Update the records starting at the line containing "the ceiling beam" and ending at the line containing "point(298, 17)", swapping "ceiling beam" for "roof beam" and leaving everything else unchanged. Give back only those lines.

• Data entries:

○ ○ ○ ○ ○ ○ ○

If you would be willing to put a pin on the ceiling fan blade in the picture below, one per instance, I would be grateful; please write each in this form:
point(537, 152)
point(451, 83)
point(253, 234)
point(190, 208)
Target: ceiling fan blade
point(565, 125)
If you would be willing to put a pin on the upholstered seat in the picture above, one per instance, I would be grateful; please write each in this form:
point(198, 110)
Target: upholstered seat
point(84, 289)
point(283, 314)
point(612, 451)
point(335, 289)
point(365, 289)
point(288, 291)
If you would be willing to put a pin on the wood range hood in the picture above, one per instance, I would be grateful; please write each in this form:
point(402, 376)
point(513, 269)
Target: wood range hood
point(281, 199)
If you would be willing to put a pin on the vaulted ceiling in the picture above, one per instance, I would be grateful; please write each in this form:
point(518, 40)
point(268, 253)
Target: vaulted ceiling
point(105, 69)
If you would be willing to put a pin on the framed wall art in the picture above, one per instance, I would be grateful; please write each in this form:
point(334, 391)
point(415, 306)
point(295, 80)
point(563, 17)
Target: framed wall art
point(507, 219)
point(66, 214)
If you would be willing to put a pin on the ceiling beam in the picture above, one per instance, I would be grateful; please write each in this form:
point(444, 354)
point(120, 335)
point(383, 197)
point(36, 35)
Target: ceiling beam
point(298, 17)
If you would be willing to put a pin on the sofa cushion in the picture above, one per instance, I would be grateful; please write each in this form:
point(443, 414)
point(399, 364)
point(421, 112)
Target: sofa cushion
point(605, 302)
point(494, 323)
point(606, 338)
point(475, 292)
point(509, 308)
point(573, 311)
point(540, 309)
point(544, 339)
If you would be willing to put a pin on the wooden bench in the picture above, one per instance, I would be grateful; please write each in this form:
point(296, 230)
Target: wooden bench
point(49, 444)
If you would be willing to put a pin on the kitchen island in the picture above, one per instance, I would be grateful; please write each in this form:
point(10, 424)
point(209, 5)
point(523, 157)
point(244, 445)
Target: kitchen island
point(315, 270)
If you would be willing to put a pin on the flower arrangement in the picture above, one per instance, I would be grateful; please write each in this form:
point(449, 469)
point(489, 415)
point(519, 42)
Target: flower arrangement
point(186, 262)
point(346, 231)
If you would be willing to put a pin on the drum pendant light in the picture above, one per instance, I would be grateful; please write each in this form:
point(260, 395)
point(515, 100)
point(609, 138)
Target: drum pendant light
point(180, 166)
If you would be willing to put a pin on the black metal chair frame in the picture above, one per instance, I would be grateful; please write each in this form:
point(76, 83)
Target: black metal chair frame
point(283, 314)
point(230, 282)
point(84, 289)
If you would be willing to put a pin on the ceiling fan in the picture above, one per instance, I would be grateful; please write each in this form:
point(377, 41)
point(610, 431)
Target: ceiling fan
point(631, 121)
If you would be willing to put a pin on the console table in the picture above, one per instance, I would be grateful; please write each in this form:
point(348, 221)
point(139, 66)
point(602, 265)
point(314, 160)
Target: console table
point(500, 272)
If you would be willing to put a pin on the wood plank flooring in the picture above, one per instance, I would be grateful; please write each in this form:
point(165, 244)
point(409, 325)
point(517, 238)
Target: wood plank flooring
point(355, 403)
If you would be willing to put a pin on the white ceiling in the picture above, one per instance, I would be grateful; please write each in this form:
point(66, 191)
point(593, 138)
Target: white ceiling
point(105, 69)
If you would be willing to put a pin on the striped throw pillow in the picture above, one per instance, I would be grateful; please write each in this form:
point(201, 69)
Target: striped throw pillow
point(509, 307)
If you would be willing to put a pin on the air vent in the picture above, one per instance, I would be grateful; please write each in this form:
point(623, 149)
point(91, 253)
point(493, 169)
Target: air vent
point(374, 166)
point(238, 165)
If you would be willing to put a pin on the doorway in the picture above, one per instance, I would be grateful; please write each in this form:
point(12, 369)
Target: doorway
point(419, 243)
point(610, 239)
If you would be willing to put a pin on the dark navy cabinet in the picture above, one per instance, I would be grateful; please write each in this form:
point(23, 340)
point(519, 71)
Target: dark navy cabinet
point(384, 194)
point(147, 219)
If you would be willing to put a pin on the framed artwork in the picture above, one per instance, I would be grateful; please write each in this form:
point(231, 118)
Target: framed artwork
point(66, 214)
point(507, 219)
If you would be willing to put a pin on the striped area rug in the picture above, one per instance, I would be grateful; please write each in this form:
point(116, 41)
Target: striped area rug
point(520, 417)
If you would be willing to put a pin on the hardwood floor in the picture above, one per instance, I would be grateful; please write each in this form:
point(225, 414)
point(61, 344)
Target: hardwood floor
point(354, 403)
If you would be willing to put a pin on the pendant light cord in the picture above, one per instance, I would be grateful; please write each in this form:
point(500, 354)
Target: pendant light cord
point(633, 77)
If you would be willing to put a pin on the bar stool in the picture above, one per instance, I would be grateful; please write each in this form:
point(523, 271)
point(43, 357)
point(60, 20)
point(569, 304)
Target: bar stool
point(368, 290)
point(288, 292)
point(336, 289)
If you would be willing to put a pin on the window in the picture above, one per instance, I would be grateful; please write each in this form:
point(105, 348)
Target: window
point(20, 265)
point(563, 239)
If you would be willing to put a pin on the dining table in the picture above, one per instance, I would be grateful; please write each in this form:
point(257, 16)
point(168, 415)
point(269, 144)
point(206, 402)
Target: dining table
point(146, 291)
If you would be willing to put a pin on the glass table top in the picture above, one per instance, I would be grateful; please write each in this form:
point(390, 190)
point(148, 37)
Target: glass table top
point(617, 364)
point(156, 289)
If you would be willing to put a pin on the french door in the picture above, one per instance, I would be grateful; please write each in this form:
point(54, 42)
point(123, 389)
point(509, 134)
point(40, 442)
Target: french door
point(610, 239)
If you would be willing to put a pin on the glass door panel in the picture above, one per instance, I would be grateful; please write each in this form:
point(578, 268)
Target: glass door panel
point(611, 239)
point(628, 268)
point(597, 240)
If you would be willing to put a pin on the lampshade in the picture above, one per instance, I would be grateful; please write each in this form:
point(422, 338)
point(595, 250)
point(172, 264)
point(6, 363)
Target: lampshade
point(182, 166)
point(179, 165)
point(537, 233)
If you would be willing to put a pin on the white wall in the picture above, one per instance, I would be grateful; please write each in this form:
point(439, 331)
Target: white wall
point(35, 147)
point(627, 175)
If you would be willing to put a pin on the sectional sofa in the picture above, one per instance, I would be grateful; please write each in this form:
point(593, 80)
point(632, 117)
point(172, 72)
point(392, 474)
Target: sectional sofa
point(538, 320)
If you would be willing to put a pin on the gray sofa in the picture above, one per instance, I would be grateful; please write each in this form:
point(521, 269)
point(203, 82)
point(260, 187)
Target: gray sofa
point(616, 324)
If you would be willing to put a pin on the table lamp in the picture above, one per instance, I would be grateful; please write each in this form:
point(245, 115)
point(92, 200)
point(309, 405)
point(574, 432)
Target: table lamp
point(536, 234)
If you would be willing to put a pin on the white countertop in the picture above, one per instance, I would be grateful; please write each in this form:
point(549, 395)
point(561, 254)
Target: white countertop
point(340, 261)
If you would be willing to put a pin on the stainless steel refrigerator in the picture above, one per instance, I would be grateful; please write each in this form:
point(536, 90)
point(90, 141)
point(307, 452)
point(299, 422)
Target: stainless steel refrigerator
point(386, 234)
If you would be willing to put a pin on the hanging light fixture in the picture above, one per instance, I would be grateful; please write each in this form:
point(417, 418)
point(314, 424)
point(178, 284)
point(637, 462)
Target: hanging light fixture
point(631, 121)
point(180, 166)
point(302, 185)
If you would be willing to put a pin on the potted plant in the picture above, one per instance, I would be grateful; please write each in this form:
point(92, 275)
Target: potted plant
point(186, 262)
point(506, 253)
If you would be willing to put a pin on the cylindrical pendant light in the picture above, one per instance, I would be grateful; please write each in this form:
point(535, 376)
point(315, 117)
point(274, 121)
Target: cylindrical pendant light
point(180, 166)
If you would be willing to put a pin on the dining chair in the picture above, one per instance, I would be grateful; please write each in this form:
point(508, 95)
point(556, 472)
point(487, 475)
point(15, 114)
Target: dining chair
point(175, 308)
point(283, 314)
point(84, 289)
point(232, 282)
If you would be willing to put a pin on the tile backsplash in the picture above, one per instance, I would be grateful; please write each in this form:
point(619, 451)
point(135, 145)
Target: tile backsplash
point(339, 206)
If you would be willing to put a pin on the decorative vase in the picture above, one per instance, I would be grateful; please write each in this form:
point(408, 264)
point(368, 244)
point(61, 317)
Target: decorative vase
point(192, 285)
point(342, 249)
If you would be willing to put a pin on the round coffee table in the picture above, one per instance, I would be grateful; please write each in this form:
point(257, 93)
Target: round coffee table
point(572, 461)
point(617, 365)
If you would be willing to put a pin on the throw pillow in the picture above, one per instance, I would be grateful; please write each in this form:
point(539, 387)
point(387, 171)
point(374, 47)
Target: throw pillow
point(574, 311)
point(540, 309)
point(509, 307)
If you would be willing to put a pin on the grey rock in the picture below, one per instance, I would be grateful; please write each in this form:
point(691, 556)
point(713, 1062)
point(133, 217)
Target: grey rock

○ ○ ○ ○ ○ ○ ○

• Result:
If you would be willing to put a pin on the roof beam in the picture above, one per instance, I would be grateful; please write each in this form:
point(444, 354)
point(120, 335)
point(383, 197)
point(36, 35)
Target: roof beam
point(298, 17)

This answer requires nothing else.